Copy all of the records below word for word, leaving out the pictures.

Object position labeling records:
____

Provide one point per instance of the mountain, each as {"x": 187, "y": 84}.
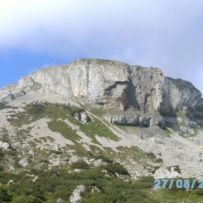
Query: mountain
{"x": 125, "y": 121}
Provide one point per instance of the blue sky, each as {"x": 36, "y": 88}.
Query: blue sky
{"x": 161, "y": 33}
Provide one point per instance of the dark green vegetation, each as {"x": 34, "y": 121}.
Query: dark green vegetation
{"x": 58, "y": 183}
{"x": 34, "y": 112}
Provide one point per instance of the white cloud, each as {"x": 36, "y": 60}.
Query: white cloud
{"x": 165, "y": 33}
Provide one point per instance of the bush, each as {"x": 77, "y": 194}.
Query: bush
{"x": 4, "y": 195}
{"x": 116, "y": 168}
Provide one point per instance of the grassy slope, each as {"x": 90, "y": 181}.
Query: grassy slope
{"x": 58, "y": 183}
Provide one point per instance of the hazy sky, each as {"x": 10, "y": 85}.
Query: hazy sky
{"x": 161, "y": 33}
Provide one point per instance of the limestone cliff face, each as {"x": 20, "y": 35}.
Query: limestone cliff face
{"x": 111, "y": 84}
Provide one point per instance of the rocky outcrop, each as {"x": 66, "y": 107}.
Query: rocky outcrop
{"x": 110, "y": 84}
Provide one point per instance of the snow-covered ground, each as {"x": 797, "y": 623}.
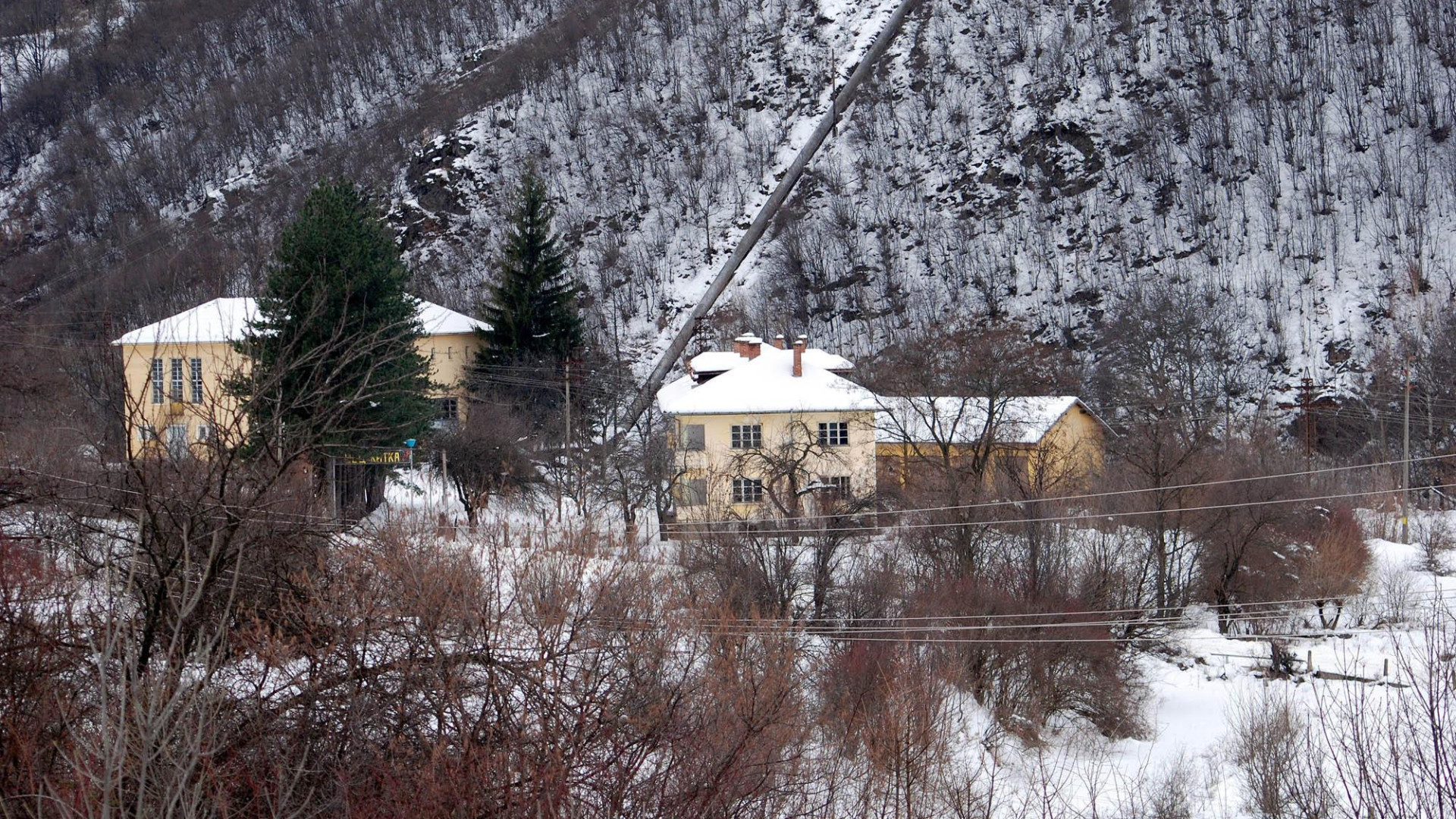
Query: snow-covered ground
{"x": 1197, "y": 686}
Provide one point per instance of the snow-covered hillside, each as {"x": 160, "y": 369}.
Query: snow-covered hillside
{"x": 1291, "y": 161}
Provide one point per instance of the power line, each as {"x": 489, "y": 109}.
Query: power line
{"x": 1047, "y": 519}
{"x": 1094, "y": 496}
{"x": 1435, "y": 594}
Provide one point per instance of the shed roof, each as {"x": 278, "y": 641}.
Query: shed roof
{"x": 1021, "y": 420}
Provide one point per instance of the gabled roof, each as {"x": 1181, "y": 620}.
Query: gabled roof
{"x": 766, "y": 384}
{"x": 1022, "y": 420}
{"x": 226, "y": 319}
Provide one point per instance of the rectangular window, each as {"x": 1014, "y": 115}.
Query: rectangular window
{"x": 747, "y": 436}
{"x": 693, "y": 438}
{"x": 177, "y": 381}
{"x": 197, "y": 379}
{"x": 177, "y": 439}
{"x": 835, "y": 433}
{"x": 692, "y": 491}
{"x": 747, "y": 490}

____

§ **EXERCISE RESPONSE**
Provide one point per instance of the mountain, each as {"x": 187, "y": 84}.
Query: mountain
{"x": 125, "y": 121}
Provide one point per instance of the blue sky, each as {"x": 36, "y": 88}.
Query: blue sky
{"x": 161, "y": 33}
Provide one point per instance of the dark green vegetation, each as {"x": 34, "y": 121}.
Query: dark green vegetation
{"x": 58, "y": 183}
{"x": 34, "y": 112}
Provide one point per instance of the white cloud, each as {"x": 36, "y": 60}.
Query: white cloud
{"x": 165, "y": 33}
Provide one point per instance of the bush, each as {"x": 77, "y": 194}.
Query: bush
{"x": 4, "y": 195}
{"x": 116, "y": 168}
Provide one point per instance of the grassy slope, each as {"x": 90, "y": 181}.
Query: grassy slope
{"x": 58, "y": 183}
Provide one point per instance of the hazy sky, each as {"x": 10, "y": 85}.
Query: hazy sky
{"x": 161, "y": 33}
Provide one point per instance of the limestone cliff face, each as {"x": 20, "y": 35}.
Query: limestone cliff face
{"x": 111, "y": 84}
Provide one point per instance of the rocky outcrop, each as {"x": 66, "y": 107}.
Query: rocky outcrop
{"x": 110, "y": 84}
Provide one point per instance of the snow-covered ground, each as {"x": 797, "y": 623}.
Query: snow-covered ground
{"x": 1197, "y": 686}
Provide one point per instance of the snow-covered hillside, each as {"x": 160, "y": 369}.
Query: snow-covered hillside
{"x": 1291, "y": 161}
Provide one point per instance of the power line, each as {"x": 489, "y": 109}.
Query: power line
{"x": 1047, "y": 519}
{"x": 1094, "y": 496}
{"x": 1435, "y": 594}
Provide one point per instance of the shed roof, each as {"x": 278, "y": 641}.
Query: shed roof
{"x": 1021, "y": 420}
Provide one point per instance of the gabled roof, each as {"x": 1181, "y": 620}.
Query: gabled roof
{"x": 766, "y": 384}
{"x": 1022, "y": 420}
{"x": 226, "y": 319}
Provide one point per instance of the rectangular window, each as {"x": 1014, "y": 115}.
Query: rectangular window
{"x": 747, "y": 436}
{"x": 693, "y": 438}
{"x": 177, "y": 381}
{"x": 197, "y": 379}
{"x": 177, "y": 439}
{"x": 835, "y": 433}
{"x": 692, "y": 491}
{"x": 747, "y": 490}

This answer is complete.